# Excerpt provided:
## begin

That’s where saving comes in. It may be seen as one of those things you do when you’re worried you may be about to lose your job, but saving is the foundation of your financial security. 

When you have a secure financial base, you can afford to take more risks with your money, which in turn, should yield a higher reward. This is the combination that can help you retire early, or even become a millionaire.

How early? Well, that depends on your percentage of savings rate, the aggregation of your marginal gains, and how brave those savings allow you to be when it comes to investing.

Be brave with your investments

First things first: clear any of your debts and get a cash emergency fund in place. After that, you can afford to be braver with your money, take greater equity risk, and buy into the stock market.

The braver you are, the higher your expected returns should be.

Be brave with your career

With savings, you can be braver in your career/your business, too.

As you get promoted up the ladder, you’ll need to accept more career risk: a higher salary makes you a juicier cost-saving for an incoming CEO, after all.

Beware the boss that knows you’re desperate. Beware the salesman with debt commitments and a flashy lifestyle to support. They need the next sale and the next commission too badly to be ethically scrupulous. 

Money is the power to control your own life, and you can’t be truly fearless without some degree of financial security - especially if you’re providing for a family that depends on your income. Higher earnings should translate into greater saving, not flashier spending habits.

The importance of savings

Your percentage of savings rate is the most important number in personal finance, and it’s the most important metric for you to track.

Let’s say you move half of your salary (after tax has been deducted) to your investment account each month - that would work out to a 50% savings rate. You can make it more complicated than that, depending on how you treat pension contributions and so on, but it’s better to be roughly right than precisely wrong.

Remember that debt repayment (e.g. the capital element of mortgage payments) counts as savings. You can increase your net worth either by reducing debt or by increasing your assets.

Here’s the graph that demonstrates the power of your percentage of savings rate:

The Y axis shows the time until the person reaches retirement - or, more accurately, financial independence (the position where work is voluntary).

The X shows the percentage of savings rate, or the proportion of post-tax salary that a person is able to save and invest. As we go from left to right, the savings rate goes from 5% of post-tax income (68 years to financial independence) up to 50% (where it takes 17 years to get to financial independence) and beyond.

Isn’t it strange how your percentage of savings rate is far more important than your percentage of investment returns, and yet returns are what people most often focus on? After all, it’s much easier to get decent investment returns with a global equities tracker than it is to save consistently.

Remember, there’s no point in earning a higher income if that doesn’t lead to a higher percentage of savings rate. Your income doesn’t directly affect when you can retire - higher income just allows you to save a higher percentage of your income without extreme frugality.

To show you how these numbers are built up, here’s the maths for the 50% savings rate (~17 years to financial independence). This is a fairly old example, but the numbers scale: it’s the percentages that matter. A 50% savings rate means it takes 17 years to get to financial independence, regardless of the actual amount you earn.

In the example above, our investor reaches financial independence in year 17 when their invested net worth exceeds 25x their annual spending, and their withdrawal rate is below 4%.

This means that you can bring the finish line closer either by saving more and spending less.

## end

# Task to carry out:
Please extend the article on savings rate and financial independence above, starting right after its final sentence.

# Stored rows:

## begin

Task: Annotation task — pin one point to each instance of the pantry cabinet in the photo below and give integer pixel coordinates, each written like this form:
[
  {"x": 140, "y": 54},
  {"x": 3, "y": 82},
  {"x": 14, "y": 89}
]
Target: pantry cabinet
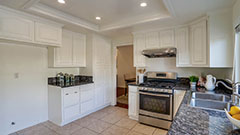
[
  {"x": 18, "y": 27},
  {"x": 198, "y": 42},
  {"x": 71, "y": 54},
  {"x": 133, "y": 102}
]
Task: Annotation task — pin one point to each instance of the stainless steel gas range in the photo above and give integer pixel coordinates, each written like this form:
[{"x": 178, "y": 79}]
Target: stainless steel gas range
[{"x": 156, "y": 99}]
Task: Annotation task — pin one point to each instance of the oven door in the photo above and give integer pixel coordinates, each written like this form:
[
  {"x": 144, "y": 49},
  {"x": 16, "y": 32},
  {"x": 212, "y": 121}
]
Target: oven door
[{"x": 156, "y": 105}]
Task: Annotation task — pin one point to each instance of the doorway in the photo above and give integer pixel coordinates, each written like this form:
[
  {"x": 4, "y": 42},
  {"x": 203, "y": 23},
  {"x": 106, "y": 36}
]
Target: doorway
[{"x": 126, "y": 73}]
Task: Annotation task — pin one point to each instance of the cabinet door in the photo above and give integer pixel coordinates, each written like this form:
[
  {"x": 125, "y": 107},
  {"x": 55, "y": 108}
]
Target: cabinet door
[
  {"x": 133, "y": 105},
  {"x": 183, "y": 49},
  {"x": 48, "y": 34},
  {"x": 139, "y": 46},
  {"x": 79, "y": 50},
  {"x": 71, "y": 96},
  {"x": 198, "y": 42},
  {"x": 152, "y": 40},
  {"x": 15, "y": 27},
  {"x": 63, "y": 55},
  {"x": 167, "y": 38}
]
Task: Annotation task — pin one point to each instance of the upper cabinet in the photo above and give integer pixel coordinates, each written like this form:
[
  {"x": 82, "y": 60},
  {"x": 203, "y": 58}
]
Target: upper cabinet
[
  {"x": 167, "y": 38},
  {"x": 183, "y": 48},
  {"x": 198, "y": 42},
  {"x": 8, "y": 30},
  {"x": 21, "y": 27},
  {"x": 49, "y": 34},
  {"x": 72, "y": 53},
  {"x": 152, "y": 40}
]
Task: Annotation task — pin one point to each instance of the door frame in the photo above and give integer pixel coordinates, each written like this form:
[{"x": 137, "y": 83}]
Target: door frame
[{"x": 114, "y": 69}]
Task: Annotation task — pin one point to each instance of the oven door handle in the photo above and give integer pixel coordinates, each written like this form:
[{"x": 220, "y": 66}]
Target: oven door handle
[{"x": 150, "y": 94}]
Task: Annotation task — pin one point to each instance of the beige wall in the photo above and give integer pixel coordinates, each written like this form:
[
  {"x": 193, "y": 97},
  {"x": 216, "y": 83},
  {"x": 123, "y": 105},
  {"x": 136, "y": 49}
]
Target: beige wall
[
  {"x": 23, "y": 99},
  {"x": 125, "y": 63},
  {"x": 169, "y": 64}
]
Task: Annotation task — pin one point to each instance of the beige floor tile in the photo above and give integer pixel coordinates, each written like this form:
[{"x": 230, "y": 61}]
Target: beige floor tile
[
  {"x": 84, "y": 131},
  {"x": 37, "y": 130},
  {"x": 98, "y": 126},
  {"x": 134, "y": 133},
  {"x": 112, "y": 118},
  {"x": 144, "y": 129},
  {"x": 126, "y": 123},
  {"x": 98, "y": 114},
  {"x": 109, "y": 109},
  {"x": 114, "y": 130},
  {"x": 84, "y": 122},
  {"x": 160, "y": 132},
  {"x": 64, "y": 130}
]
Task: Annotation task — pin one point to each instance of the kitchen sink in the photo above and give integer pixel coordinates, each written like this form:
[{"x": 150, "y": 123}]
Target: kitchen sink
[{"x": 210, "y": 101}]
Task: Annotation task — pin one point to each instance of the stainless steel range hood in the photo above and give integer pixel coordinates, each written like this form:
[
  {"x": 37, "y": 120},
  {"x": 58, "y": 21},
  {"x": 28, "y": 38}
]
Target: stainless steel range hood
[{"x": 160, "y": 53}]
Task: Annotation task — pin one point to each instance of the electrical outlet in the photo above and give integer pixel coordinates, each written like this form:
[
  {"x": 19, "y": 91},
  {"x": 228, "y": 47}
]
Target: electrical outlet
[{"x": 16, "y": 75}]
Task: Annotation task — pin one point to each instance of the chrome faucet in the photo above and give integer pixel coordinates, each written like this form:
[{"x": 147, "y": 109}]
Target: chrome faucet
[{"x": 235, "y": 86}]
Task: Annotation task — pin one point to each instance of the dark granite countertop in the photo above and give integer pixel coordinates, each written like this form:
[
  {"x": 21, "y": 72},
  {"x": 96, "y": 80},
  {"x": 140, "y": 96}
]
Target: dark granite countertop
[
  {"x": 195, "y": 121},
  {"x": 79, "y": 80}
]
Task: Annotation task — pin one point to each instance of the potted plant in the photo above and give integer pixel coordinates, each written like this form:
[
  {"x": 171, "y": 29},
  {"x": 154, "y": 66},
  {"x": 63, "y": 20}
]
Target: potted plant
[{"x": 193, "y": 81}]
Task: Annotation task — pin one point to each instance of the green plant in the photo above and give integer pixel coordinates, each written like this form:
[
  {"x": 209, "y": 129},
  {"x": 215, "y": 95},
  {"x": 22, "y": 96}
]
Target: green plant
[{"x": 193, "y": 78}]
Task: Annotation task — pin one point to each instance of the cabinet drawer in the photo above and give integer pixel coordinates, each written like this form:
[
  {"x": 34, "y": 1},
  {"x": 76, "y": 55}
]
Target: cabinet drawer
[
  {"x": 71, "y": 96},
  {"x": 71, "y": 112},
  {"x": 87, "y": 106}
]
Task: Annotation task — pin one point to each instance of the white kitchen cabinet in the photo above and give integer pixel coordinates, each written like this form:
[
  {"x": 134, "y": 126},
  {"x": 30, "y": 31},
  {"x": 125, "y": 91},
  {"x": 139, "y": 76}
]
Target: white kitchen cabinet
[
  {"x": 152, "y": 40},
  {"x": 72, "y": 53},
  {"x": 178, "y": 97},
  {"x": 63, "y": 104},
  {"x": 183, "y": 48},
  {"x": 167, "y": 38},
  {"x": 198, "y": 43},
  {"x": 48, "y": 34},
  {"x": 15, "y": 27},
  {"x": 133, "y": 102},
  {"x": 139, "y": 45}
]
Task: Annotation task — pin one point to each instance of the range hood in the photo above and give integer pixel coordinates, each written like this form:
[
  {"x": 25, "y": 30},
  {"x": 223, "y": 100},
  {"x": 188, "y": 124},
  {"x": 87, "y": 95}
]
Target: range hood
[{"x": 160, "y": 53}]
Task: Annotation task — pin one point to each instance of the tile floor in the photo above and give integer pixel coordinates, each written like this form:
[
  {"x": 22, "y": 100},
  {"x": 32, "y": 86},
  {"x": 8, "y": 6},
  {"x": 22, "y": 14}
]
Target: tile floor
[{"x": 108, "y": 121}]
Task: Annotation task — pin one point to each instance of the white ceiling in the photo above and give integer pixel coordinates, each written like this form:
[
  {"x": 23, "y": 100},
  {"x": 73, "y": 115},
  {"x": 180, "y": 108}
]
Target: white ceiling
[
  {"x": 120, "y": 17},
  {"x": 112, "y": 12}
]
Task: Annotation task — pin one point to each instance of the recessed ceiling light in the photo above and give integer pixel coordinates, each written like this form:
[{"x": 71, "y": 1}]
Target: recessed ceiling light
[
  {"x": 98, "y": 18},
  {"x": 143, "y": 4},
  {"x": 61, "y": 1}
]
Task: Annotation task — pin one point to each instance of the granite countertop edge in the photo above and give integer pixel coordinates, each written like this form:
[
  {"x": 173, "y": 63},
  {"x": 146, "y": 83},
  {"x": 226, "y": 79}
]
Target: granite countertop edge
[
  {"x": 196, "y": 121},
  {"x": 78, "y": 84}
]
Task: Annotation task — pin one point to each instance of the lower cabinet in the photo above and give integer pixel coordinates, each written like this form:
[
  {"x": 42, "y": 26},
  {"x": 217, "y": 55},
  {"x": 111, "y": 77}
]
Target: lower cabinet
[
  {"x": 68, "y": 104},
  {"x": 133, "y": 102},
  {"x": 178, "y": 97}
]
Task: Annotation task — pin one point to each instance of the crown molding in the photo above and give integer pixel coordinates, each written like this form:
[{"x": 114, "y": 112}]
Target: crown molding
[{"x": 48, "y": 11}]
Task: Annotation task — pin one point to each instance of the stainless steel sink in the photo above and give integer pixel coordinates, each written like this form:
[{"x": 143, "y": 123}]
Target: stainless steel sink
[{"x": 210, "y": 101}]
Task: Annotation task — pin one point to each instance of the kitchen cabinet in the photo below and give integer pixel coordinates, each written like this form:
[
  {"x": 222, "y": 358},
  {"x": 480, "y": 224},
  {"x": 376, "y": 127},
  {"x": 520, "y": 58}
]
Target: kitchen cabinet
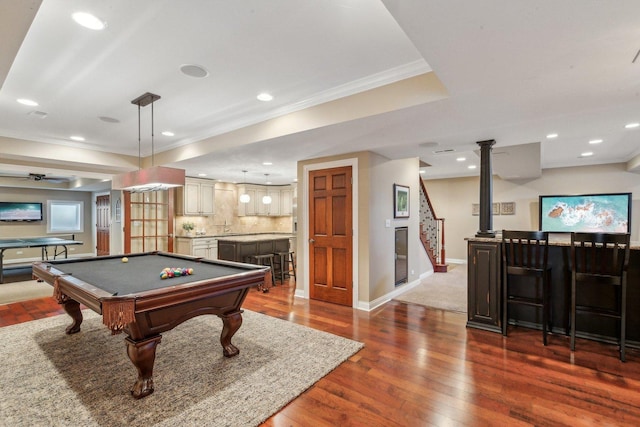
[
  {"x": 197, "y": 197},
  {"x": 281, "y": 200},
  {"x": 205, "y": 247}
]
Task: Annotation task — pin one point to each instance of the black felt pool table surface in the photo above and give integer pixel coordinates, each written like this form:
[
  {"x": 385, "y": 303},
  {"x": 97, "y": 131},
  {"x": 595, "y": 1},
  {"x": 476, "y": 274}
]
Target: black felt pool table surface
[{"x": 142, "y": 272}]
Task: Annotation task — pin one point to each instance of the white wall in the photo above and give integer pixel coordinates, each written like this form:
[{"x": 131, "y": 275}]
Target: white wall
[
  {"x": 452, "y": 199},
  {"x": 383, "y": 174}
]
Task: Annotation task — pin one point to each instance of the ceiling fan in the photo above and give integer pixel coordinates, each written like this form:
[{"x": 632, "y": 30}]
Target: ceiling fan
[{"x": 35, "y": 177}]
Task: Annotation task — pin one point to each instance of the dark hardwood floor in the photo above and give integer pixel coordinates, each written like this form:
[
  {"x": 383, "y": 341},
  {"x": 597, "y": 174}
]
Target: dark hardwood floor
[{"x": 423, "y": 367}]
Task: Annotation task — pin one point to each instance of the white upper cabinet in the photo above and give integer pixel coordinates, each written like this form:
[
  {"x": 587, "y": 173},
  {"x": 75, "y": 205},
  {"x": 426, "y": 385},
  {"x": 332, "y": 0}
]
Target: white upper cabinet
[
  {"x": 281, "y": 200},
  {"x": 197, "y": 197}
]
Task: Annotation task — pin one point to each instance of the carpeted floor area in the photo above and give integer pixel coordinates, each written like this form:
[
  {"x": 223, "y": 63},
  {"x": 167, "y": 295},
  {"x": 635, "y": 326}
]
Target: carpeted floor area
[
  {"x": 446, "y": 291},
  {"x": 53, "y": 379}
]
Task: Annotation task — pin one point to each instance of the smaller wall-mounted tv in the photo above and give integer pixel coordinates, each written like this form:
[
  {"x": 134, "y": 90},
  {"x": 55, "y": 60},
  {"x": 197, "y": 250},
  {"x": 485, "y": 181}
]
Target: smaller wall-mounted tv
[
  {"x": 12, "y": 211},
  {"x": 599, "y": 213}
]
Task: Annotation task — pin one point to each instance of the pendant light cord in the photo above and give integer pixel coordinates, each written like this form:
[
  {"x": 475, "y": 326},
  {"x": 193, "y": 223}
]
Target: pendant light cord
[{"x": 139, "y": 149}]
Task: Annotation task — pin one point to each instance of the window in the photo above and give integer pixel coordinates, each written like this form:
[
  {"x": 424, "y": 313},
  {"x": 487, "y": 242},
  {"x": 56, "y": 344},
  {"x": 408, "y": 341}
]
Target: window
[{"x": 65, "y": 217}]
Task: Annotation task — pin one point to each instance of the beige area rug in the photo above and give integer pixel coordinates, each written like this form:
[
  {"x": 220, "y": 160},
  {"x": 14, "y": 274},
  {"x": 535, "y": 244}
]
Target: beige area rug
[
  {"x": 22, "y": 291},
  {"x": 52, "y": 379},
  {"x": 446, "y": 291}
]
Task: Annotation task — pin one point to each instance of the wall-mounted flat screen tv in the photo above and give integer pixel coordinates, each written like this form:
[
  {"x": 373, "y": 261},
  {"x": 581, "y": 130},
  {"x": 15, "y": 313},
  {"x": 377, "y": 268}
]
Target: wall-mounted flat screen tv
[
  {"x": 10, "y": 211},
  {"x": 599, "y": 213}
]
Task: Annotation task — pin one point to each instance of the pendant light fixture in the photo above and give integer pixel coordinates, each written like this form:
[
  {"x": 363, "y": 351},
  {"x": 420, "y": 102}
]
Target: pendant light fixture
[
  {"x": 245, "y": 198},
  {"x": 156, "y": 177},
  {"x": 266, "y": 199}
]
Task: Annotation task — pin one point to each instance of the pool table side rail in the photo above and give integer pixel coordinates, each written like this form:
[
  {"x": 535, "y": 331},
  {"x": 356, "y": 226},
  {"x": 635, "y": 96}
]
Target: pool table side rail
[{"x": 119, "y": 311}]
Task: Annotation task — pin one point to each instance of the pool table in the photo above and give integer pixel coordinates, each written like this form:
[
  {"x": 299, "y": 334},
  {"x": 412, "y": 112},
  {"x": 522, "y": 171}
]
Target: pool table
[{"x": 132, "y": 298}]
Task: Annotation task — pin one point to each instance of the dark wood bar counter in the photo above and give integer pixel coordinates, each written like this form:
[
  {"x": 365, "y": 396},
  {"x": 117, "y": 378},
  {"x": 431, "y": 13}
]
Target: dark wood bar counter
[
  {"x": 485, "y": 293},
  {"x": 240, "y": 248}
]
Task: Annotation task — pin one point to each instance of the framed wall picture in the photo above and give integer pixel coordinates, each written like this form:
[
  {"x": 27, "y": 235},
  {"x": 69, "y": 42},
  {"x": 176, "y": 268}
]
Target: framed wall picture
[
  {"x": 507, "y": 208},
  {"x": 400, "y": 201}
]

## end

# Written answer:
If you’re just starting out, don’t let the high percentages put you off. For a lot of people, saving 50% of their annual income simply isn’t achievable - not without a frankly unimaginable level of frugality. Nevertheless, these numbers illustrate a powerful concept: the more you’re able to save, and less you spend, the earlier you can afford to retire and achieve financial independence.

What’s interesting about the shape of the graph is that it’s curved: the time taken to get to financial independence falls rapidly as the percentage of savings rate is increased. The jump from 10% to 20% brings the age of financial independence much closer. The jump from 50% to 60%, however, shows a less stark improvement. 

If that marginal increase in savings rate makes your life miserable, then it would be a mistake for you. Everyone has to discover their own “sweet spot”. Everybody’s circumstances are different, and a 10% jump in savings for one person may be far more manageable than for another. Simply put, there is no right or wrong answer, but the graph illustrates how effective these trade-offs can be.

Don’t forget that what seems impossible for you right now may be possible for you in a few years time. Where attention goes, energy flows. Or something like that.

What are your assumptions?

Models are simplified versions of reality that illustrate important concepts. The assumptions that sit behind these illustrations are:

  • you never do any more paid work;
  • you never get any state pension or other benefits;
  • 5% real (excluding inflation) investment returns; and
  • a safe withdrawal rate of 4%.

These calculations are all based on the idea of a safe withdrawal rate. In many past scenarios, this has meant that the retiree actually ends up dying with a large pot: there’s no de-accumulation where investment returns are 5% and you are only spending/withdrawing 4% per annum. For people who want/expect to run down their pot during retirement, these calculations may be too conservative.

Saving doesn’t equal deprivation

When faced with graphs and guidance like we’ve shown above, the most common refrain is: “But I don’t want to sacrifice all the fun in my life!”

We have a tendency to assume that everyone’s spending efficiently and mindfully, but that’s simply not true. We can all think of an example of someone in our lives that has bought a needlessly expensive luxury when they could have settled for a far cheaper one. 

Buying a refurbished phone when your old one gives up the ghost, rather than investing in the newest iPhone the day it releases, for instance, is not deprivation. It’s just cheaper, and more economically sensible.

Make saving sustainable

Saving is a wonderful thing, but as with anything in life, it can still be taken too far. Your savings plan has to be sustainable and you have to enjoy the journey.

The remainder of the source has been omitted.